#### Data under study
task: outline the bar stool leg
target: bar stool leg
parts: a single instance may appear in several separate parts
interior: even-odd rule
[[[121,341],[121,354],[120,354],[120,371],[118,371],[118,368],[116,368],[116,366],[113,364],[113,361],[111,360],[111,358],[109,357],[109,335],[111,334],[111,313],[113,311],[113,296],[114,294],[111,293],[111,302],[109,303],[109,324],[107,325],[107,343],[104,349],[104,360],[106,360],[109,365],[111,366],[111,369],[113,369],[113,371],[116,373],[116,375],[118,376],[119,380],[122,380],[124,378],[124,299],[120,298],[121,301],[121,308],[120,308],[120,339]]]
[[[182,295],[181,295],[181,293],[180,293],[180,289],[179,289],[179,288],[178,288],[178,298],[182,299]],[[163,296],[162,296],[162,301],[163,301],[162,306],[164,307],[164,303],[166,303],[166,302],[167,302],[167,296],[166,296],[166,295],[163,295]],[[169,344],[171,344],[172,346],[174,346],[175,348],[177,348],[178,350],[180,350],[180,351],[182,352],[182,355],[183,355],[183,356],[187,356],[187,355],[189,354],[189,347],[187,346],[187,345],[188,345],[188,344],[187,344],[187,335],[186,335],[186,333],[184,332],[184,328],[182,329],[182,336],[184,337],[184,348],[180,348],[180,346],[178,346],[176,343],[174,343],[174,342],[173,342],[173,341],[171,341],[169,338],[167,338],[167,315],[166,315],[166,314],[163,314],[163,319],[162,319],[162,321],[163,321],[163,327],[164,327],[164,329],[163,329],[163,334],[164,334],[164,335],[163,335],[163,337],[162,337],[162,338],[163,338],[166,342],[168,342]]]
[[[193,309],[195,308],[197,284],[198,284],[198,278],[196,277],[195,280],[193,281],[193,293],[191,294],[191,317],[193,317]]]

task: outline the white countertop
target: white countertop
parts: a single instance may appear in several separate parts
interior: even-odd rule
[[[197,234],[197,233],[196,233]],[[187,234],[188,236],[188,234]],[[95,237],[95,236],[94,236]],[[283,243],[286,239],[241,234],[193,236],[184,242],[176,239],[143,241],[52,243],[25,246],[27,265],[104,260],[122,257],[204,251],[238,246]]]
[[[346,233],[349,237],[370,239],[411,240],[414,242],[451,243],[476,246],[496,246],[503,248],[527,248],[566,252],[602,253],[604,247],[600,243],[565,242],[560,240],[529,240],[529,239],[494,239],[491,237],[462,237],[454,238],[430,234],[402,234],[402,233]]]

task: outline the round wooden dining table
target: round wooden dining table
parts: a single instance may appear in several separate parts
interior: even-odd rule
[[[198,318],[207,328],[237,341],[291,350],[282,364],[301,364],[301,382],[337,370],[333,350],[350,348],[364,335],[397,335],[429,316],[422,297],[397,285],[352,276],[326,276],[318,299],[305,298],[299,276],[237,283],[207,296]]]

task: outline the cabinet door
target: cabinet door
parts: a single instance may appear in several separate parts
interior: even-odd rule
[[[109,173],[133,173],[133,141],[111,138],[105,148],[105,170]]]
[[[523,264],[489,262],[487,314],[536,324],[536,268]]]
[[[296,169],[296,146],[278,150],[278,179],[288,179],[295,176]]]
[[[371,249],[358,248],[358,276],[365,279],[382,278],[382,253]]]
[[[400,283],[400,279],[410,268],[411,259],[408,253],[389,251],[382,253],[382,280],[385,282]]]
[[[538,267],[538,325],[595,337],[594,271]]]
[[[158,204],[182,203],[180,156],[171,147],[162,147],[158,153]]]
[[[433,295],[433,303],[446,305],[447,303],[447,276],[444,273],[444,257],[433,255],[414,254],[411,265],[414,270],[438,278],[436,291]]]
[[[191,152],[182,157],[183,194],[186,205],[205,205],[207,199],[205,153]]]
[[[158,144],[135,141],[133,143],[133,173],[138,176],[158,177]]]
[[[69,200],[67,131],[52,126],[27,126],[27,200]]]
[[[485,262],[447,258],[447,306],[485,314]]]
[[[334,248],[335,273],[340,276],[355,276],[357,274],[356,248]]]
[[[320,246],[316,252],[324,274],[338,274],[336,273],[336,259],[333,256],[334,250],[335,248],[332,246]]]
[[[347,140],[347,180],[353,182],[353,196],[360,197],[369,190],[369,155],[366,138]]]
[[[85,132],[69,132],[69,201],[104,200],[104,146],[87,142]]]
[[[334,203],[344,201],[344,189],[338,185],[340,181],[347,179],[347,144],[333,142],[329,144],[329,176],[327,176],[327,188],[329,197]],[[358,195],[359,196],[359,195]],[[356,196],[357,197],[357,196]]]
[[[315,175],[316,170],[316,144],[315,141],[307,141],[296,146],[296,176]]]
########
Set every record down again, exactly as given.

* _Finished task_:
task: outline the bar stool leg
target: bar stool leg
parts: a single instance may appear in several separate parts
interior: even-odd rule
[[[121,341],[121,354],[120,354],[120,371],[118,371],[118,368],[116,368],[116,366],[113,364],[113,361],[111,360],[111,358],[109,357],[109,335],[111,334],[111,313],[113,311],[113,296],[114,294],[111,293],[111,302],[109,303],[109,324],[107,325],[107,343],[104,349],[104,360],[106,360],[109,365],[111,366],[111,369],[113,369],[113,371],[116,373],[116,375],[118,376],[119,380],[122,380],[124,378],[124,299],[120,298],[121,301],[121,308],[120,308],[120,339]]]
[[[182,295],[181,295],[181,293],[180,293],[180,289],[179,289],[179,288],[178,288],[178,298],[182,299]],[[163,296],[162,296],[162,301],[163,301],[162,306],[164,307],[164,303],[166,303],[166,302],[167,302],[167,296],[166,296],[166,295],[163,295]],[[169,344],[171,344],[172,346],[174,346],[175,348],[177,348],[178,350],[180,350],[180,351],[182,352],[182,355],[183,355],[183,356],[187,356],[187,355],[189,354],[189,347],[187,346],[187,345],[188,345],[188,344],[187,344],[187,335],[186,335],[186,333],[184,332],[184,328],[182,329],[182,336],[184,337],[184,348],[180,348],[180,346],[178,346],[176,343],[174,343],[174,342],[173,342],[173,341],[171,341],[169,338],[167,338],[167,315],[166,315],[166,314],[163,314],[163,319],[162,319],[162,321],[163,321],[163,327],[164,327],[164,329],[163,329],[163,334],[164,334],[164,335],[163,335],[163,337],[162,337],[162,338],[163,338],[166,342],[168,342]]]
[[[193,309],[195,308],[197,284],[198,284],[198,278],[196,277],[195,280],[193,281],[193,293],[191,294],[191,317],[193,317]]]

task: outline the white countertop
target: white countertop
parts: a single instance may appear in several separate parts
interior: even-odd rule
[[[197,234],[197,233],[196,233]],[[187,234],[188,236],[188,234]],[[95,237],[95,236],[94,236]],[[283,243],[286,239],[241,234],[193,236],[184,242],[176,239],[143,241],[52,243],[25,246],[27,265],[104,260],[122,257],[204,251],[238,246]]]
[[[346,233],[349,237],[370,239],[411,240],[414,242],[451,243],[476,246],[496,246],[503,248],[527,248],[566,252],[602,253],[604,247],[600,243],[565,242],[560,240],[529,240],[529,239],[494,239],[491,237],[462,237],[454,238],[430,234],[402,234],[402,233]]]

task: outline the round wooden dining table
target: round wooden dining table
parts: a single instance may appear in several separate parts
interior: even-odd rule
[[[198,318],[207,328],[237,341],[291,350],[282,364],[301,364],[301,382],[337,370],[333,350],[350,348],[364,335],[397,335],[429,316],[422,297],[397,285],[352,276],[326,276],[318,299],[305,298],[299,276],[237,283],[207,296]]]

task: outline the cabinet door
target: cabinet door
parts: a single instance may appear in several separate parts
interior: even-odd rule
[[[109,173],[133,173],[133,141],[111,138],[105,148],[105,170]]]
[[[523,264],[489,262],[487,314],[536,324],[536,268]]]
[[[296,169],[296,146],[278,150],[278,179],[288,179],[295,176]]]
[[[371,249],[358,248],[358,276],[365,279],[382,278],[382,253]]]
[[[400,283],[400,279],[410,268],[411,259],[408,253],[389,251],[382,253],[382,280],[385,282]]]
[[[538,267],[538,325],[595,337],[594,271]]]
[[[158,204],[182,203],[180,156],[171,147],[162,147],[158,153]]]
[[[433,295],[433,303],[446,305],[447,303],[447,276],[444,273],[444,257],[433,255],[414,254],[411,265],[414,270],[438,278],[436,291]]]
[[[191,152],[182,157],[183,194],[186,205],[205,205],[207,199],[205,153]]]
[[[158,144],[135,141],[133,143],[133,173],[138,176],[158,177]]]
[[[69,200],[67,131],[52,126],[27,126],[27,200]]]
[[[485,262],[447,258],[447,306],[485,314]]]
[[[334,248],[335,273],[340,276],[355,276],[357,274],[356,248]]]
[[[320,246],[316,252],[324,274],[338,274],[336,273],[336,259],[333,256],[334,250],[335,248],[332,246]]]
[[[347,140],[347,180],[353,182],[353,196],[360,197],[369,190],[369,155],[366,138]]]
[[[85,132],[69,132],[69,201],[104,200],[104,146],[87,142]]]
[[[334,203],[344,201],[344,189],[338,185],[340,181],[347,179],[347,144],[333,142],[329,144],[329,176],[327,176],[327,188],[329,197]],[[358,195],[359,196],[359,195]],[[356,196],[357,197],[357,196]]]
[[[315,175],[316,170],[316,144],[315,141],[307,141],[296,146],[296,176]]]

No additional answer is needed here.